> Given text:
STEVE INSKEEP, HOST:
Here's one of the ways that Americans have marked the death toll from COVID, which is now over 700,000 people in the United States.
RACHEL MARTIN, HOST:
The National Cathedral here in Washington, D.C., yesterday rang a bell for each thousand people lost.
JAN NAYLOR: Every death, every person is worthy of our remembrance and our grieving.
INSKEEP: Reverend Jan Naylor of Washington National Cathedral says the church has done this each time the death toll goes up another 100,000.
NAYLOR: We would never have imagined we would be here at 200,000, 300,000, 400,000, 500,000, 600,000 and today at 700,000. It's just heartbreaking.
MARTIN: For more than an hour, the cathedral's bells rang out across the nation's capital and virtually through a livestream.
NAYLOR: It's incredibly important that we not become numb to the magnitude of the loss of each individual life.
(SOUNDBITE OF BELL)
MARTIN: Even if you haven't lost someone personally, millions of Americans have, including Reverend Naylor herself.
NAYLOR: The very first funeral that I participated in was one of our Cathedral community colleagues.
(SOUNDBITE OF BELL)
NAYLOR: It was the first of what would become way too many virtual funerals that we did in the Cathedral. And she was a dear friend, and I preached at that service. And it was hard.
INSKEEP: The National Cathedral's act did in sound what another display did visually - 700,000 white flags on the National Mall, which reminded Naylor of another national symbol.
NAYLOR: Just as anyone who visits Arlington Cemetery and sees row after row after row of the headstones recognizes the sacrifice and collective loss.
(SOUNDBITE OF BELL)
INSKEEP: Yesterday, people across Washington, D.C., heard the sound of the bells.

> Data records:

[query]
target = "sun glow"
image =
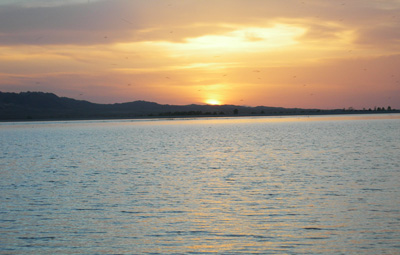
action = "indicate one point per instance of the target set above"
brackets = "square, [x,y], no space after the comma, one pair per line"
[213,102]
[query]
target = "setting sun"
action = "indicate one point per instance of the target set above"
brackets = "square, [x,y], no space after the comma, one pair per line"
[212,102]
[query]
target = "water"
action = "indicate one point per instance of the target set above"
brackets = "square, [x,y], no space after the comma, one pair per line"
[293,185]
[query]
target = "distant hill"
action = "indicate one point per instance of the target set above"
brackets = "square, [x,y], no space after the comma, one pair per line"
[40,105]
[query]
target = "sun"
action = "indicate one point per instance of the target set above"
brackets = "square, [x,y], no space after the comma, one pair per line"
[212,102]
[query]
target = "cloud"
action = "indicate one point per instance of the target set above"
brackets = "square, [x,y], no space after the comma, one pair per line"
[105,22]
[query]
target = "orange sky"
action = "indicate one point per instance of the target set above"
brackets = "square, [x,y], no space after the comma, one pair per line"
[308,54]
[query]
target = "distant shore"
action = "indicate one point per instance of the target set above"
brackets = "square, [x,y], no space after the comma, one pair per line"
[322,113]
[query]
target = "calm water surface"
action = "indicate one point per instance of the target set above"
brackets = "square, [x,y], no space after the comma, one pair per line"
[293,185]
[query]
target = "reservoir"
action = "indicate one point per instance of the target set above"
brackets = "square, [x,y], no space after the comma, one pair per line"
[245,185]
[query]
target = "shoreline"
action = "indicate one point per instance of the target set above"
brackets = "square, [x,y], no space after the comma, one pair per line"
[89,118]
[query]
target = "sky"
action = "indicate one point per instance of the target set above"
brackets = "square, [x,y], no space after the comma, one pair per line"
[284,53]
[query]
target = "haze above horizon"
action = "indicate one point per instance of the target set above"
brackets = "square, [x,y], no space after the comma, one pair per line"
[306,54]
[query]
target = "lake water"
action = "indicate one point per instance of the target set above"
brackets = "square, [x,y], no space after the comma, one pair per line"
[279,185]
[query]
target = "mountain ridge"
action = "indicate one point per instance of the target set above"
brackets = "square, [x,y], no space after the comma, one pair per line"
[42,105]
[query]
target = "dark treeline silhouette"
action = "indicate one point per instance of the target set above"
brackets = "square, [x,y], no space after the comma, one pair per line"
[48,106]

> Exercise requirements: In the given text, how often did the National Cathedral ring a bell for those lost to COVID?

> Task response: It rang a bell once for each thousand people lost.